**Work required**. Exactly the lines from the one holding "Each instance of the woman's white" through the final line of the data are wanted, copied as written.

**Data in this exercise**.
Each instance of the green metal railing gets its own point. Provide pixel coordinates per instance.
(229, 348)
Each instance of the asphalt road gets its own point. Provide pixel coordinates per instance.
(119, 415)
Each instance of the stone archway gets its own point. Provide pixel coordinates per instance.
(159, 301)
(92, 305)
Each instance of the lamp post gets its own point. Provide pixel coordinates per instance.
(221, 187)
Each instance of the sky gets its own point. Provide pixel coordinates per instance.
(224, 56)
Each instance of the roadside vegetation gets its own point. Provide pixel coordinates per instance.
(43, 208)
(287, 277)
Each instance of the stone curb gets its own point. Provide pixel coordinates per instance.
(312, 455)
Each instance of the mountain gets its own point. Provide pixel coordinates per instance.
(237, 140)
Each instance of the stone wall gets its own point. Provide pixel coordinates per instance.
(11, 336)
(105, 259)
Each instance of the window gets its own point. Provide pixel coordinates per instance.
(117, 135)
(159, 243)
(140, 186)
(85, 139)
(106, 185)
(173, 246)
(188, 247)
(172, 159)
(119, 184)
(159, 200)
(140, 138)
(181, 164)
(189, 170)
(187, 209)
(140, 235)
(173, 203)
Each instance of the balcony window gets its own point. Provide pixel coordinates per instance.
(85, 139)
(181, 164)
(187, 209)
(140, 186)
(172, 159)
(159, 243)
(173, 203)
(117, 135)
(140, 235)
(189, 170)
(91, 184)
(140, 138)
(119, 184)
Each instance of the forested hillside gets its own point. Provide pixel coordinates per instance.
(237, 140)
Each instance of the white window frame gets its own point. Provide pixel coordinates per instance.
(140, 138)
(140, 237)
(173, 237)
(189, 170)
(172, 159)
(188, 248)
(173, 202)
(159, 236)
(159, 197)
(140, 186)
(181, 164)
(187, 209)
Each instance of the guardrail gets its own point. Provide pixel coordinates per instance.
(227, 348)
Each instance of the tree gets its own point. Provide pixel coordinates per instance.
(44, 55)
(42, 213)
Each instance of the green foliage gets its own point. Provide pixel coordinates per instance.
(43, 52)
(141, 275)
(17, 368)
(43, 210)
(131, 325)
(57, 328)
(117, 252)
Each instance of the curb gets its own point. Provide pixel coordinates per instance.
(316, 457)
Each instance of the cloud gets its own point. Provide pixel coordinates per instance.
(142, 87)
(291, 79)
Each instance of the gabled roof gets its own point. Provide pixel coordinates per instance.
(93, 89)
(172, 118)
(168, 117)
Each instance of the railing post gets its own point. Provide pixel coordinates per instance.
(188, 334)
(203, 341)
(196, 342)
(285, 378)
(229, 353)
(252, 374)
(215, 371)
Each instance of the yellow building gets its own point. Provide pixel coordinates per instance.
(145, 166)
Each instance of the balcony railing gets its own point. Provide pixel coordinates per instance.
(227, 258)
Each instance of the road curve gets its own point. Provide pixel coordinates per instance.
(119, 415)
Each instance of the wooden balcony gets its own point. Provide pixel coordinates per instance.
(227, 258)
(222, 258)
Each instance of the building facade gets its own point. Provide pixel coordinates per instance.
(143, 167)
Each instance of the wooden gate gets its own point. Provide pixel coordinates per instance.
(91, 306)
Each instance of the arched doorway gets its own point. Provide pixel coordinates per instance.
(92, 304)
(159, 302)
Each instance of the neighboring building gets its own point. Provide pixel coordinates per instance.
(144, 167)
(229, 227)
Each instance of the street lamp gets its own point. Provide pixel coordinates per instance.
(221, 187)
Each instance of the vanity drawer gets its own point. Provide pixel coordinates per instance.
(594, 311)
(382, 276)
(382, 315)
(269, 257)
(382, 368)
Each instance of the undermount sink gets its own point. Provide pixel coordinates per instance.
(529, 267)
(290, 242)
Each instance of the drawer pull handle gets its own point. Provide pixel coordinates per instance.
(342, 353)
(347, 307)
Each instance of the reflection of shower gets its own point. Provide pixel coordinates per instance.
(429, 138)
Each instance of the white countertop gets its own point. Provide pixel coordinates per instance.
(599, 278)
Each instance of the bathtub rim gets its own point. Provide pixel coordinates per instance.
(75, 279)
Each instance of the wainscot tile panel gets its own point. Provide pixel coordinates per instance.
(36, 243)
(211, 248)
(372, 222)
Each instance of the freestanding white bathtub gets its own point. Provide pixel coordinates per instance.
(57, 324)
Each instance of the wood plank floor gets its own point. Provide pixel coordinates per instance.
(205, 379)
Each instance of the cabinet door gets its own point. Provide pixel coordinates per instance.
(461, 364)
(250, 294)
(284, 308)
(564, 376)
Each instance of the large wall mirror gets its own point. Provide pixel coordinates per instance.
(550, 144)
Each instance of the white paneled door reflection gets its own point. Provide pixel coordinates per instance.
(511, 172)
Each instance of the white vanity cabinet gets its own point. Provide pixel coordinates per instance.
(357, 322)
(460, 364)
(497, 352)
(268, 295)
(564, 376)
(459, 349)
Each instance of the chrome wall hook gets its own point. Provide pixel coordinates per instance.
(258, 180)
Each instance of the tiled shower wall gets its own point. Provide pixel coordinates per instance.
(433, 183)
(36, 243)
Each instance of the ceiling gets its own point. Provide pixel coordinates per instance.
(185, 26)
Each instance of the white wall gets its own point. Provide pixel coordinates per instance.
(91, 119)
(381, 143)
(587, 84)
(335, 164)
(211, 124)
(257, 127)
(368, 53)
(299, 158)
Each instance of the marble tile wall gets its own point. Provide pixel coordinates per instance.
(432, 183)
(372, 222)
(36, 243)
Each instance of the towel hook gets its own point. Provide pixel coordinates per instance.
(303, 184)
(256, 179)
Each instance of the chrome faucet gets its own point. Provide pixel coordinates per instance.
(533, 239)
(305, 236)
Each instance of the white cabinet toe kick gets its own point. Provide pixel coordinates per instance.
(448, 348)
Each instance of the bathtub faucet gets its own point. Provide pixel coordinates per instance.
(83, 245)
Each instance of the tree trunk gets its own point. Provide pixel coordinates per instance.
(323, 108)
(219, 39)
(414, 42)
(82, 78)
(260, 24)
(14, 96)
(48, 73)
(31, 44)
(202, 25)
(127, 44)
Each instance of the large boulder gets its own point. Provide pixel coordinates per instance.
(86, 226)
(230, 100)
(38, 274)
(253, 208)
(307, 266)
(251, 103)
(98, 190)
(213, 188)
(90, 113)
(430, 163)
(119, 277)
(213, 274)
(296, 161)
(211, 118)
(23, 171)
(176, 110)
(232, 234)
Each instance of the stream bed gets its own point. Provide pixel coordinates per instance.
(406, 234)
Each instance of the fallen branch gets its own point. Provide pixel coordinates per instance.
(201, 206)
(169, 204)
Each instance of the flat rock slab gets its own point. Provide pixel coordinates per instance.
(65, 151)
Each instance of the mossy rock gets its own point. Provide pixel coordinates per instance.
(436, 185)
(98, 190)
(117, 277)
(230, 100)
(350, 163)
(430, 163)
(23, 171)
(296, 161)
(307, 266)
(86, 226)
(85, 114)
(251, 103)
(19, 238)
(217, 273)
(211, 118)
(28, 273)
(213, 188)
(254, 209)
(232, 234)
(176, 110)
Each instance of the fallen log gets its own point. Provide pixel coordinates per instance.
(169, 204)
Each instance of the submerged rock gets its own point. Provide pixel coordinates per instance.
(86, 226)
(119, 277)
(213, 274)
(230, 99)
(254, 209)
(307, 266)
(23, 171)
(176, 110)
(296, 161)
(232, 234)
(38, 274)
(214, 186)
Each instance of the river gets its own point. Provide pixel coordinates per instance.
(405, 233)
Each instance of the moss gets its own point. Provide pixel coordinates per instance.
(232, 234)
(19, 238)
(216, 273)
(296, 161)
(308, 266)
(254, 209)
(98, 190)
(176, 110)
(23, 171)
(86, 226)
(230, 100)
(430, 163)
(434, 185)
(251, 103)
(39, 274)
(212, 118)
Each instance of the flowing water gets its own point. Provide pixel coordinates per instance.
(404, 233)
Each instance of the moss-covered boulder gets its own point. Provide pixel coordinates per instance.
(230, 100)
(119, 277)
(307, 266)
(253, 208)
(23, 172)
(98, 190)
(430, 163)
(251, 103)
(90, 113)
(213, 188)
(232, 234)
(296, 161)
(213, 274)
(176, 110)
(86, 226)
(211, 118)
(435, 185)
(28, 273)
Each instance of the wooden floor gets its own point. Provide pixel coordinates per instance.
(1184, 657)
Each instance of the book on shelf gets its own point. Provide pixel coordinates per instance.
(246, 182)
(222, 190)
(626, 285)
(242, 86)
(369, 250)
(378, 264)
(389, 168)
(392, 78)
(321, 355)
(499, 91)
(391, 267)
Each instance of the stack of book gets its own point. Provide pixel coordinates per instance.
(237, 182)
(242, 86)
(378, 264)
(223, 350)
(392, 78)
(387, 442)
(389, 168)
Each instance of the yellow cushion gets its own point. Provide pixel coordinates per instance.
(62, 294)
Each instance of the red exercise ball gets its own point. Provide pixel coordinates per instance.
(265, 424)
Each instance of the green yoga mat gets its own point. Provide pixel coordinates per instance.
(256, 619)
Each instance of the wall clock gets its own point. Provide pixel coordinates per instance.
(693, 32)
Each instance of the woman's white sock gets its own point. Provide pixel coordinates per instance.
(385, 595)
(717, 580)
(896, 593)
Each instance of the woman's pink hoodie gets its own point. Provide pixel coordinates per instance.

**Result below**.
Each instance of the woman's white sock gets its own point. Provide pixel coordinates per instance.
(385, 595)
(717, 580)
(896, 593)
Each instance of the woman's pink hoodie gets its own point. Provide pixel coordinates per instance.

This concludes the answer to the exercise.